EXERCISES TO COMPLETE:
a: Answer these questions using the news piece on the food-industry yeast, one answer per line:
(i) Which two sequencing technologies did the researchers combine?
(ii) In which journal were the results published?
(iii) Which drug is C. krusei resistant to?
b: Resume the news piece on the food-industry yeast right after its final sentence, and keep writing it.

EXCERPT TO READ:
= Beginning of Section =

NEW YORK (GenomeWeb) – New research suggests a yeast species used for fermentation and other food industry applications is nearly genetically identical to a drug-resistant yeast species that is classified as an opportunistic human pathogen.
Researchers from University College Dublin used a combination of Pacific Bioscience long-read and Illumina short-read technologies to sequence type strains of Candida krusei and Pichia kudriavzevii. From there, they re-sequenced dozens more clinical and environmental isolates, exploring the relationships between the strains and their genomic diversity.
The team's results, published in PLOS Pathogens today, provided a clearer look at the relationships between these strains and confirmed that the fluconazole drug-resistant, yeast infection-causing C. krusei species and the environmental/food industry species P. kudriavzevii are one and the same. Based on such findings, the authors cautioned that care should be considered when employing P. kudriavzevii in food and other industries, given its potential for drug resistance and human infection.
"If I suggested using drug-resistant Candida albicans to make food, I would be stopped immediately," senior author Kenneth Wolfe, a genomic evolution researcher at the University College Dublin, said in a statement. "But with drug-resistant Candida krusei, nobody bats an eyelid because the food makers use a different name for it."

= End of Section =

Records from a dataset
= Beginning of Section =

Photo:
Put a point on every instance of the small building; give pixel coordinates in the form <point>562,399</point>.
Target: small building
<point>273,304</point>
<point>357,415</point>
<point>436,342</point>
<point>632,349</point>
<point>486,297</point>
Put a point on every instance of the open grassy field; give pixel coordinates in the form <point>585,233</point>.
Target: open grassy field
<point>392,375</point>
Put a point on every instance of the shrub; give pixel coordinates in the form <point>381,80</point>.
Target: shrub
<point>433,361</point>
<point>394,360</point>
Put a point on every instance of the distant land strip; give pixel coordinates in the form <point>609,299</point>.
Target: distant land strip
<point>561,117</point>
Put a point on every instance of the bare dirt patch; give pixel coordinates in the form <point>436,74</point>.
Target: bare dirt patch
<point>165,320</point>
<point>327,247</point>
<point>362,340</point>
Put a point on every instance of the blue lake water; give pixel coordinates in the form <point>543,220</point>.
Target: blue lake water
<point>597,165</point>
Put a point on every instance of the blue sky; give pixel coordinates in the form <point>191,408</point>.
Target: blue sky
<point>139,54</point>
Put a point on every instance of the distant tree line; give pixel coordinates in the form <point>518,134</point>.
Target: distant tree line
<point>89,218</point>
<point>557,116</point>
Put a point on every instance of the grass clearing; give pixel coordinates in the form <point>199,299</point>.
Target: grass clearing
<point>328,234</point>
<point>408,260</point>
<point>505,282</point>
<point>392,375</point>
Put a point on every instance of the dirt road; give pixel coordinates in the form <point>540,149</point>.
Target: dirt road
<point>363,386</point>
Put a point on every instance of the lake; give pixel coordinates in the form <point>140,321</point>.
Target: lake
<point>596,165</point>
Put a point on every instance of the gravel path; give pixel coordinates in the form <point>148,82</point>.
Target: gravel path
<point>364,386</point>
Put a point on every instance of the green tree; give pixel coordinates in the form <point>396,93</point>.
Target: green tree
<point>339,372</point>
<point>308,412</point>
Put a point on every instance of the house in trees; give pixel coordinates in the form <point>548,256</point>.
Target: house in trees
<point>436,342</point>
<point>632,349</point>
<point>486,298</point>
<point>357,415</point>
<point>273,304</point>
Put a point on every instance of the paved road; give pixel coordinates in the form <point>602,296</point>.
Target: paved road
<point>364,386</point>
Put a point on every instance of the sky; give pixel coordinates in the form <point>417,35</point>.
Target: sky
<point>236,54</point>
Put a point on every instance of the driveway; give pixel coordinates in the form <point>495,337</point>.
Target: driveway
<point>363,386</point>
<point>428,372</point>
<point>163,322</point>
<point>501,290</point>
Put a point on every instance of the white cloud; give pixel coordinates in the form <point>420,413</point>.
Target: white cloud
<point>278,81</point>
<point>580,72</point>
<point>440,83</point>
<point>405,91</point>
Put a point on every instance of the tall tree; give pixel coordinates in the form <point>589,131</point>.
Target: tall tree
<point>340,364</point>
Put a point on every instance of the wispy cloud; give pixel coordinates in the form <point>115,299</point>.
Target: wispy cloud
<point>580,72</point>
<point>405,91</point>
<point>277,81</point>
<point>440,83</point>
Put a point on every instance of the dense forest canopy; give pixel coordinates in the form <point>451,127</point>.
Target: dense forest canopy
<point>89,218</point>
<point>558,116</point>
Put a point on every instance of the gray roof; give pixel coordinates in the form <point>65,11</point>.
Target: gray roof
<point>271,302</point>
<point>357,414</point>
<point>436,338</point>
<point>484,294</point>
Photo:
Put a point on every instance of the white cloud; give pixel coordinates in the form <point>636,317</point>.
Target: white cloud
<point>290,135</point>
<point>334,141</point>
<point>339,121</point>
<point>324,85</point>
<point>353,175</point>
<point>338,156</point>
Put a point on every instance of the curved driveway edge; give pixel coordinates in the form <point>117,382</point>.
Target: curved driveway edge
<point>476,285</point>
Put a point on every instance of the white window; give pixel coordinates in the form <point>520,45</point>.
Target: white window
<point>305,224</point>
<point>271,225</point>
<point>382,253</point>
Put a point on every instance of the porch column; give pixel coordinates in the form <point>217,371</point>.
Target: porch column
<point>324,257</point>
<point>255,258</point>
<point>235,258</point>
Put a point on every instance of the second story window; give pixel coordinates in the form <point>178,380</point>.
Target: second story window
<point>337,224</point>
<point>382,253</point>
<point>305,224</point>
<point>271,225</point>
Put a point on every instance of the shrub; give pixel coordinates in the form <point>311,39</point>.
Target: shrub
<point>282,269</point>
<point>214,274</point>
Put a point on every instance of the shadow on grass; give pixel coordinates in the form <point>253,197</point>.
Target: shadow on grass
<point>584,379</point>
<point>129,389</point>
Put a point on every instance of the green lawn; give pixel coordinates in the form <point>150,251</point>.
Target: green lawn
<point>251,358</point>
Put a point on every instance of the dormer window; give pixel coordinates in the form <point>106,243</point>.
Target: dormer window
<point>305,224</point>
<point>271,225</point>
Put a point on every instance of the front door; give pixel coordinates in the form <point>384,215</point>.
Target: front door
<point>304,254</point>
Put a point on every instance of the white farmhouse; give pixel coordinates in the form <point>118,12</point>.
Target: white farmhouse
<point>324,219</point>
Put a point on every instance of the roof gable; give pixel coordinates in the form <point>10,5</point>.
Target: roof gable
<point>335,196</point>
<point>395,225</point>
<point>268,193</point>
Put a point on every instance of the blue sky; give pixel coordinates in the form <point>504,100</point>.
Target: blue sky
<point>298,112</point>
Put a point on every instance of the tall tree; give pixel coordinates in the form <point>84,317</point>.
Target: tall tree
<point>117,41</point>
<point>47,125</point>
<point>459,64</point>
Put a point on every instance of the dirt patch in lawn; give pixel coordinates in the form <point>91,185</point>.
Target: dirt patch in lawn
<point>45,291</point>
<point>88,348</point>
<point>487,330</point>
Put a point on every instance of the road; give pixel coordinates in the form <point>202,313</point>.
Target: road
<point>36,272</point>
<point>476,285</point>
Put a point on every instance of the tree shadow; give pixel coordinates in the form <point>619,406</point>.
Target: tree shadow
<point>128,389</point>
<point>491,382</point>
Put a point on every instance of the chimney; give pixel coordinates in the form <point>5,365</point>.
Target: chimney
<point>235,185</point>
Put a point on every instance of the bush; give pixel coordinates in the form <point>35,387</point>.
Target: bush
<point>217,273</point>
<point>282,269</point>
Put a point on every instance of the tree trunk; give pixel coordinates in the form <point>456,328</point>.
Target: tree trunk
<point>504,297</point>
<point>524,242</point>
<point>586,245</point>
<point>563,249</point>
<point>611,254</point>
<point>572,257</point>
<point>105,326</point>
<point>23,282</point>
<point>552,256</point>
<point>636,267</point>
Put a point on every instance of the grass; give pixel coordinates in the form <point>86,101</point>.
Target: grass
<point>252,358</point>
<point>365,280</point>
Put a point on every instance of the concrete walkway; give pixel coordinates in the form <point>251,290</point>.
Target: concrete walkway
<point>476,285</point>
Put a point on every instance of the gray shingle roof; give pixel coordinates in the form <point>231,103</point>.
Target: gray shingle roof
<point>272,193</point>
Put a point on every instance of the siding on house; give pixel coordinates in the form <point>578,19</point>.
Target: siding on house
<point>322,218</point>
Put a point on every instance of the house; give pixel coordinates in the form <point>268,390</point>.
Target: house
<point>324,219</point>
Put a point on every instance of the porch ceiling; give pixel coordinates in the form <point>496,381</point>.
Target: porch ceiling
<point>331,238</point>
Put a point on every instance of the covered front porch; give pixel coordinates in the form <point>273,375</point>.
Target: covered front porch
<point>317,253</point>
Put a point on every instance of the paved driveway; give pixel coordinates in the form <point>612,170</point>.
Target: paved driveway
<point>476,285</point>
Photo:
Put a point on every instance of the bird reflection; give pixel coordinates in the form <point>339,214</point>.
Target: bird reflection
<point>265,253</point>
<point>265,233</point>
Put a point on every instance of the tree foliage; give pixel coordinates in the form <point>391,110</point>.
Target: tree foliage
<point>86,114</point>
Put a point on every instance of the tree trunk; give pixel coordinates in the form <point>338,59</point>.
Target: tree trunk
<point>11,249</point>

= End of Section =

RESPONSES FOR EACH TASK:
a:
(i) Pacific Bioscience long-read and Illumina short-read technologies
(ii) PLOS Pathogens
(iii) Fluconazole

b:
Although C. albicans yeast account for more than half of invasive yeast infections diagnosed around the world, the team explained, C. krusei can cause infections and is estimated to account for some 2 percent of candidiasis cases. There has been some speculation that C. krusei may overlap with several other yeast species, namely P. kudriavzevii (formerly known as Issatchenkia orientalis) and C. glycerinogenes.
Likewise, an earlier phylogenetic analysis suggested C. krusei falls in the Pichiaceae family and is distantly related to other Candida pathogens, despite its fluconazole resistance and opportunistic pathogenicity.
To explore these relationships further, the researchers used PacBio and Illumina instruments to produce high-quality reference genomes for a C. krusei type strain called CBS573 and the CBS5147 type strain for P. kudriavzevii. After demonstrating that the two strains were 99.6 percent identical at the nucleotide level, they annotated the genomes with the help of RNA sequence data for CBS573, uncovering more than 5,100 protein-coding genes.
The team went on to characterize the P. kudriavzevii/C. krusei genome content and structure, comparing it to the yeast model organism Saccharomyces cerevisiae. It also re-sequenced 30 environmental and clinical isolates of P. kudriavzevii, P. norvegensis, and P. fermentans with Illumina short-read technology.
When the researchers teased out relationships between the strains, based on sequence data for a large yeast gene called MDN1, they saw genetic ties between P. kudriavzevii and P. norvegensis, a strain used for pickling cucumbers. On the other hand, these strains were more distantly related to the strawberry plant pathogen P. membranifaciens, sequenced for a prior study, or the notorious human C. albicans pathogen.
By screening the newly sequenced strains for sensitivity or resistance to four anti-fungal drugs, meanwhile, the team saw fluconazole resistance in all of the P. kudriavzevii strains considered, while documenting a range of sensitivity or resistance profiles for the other drugs.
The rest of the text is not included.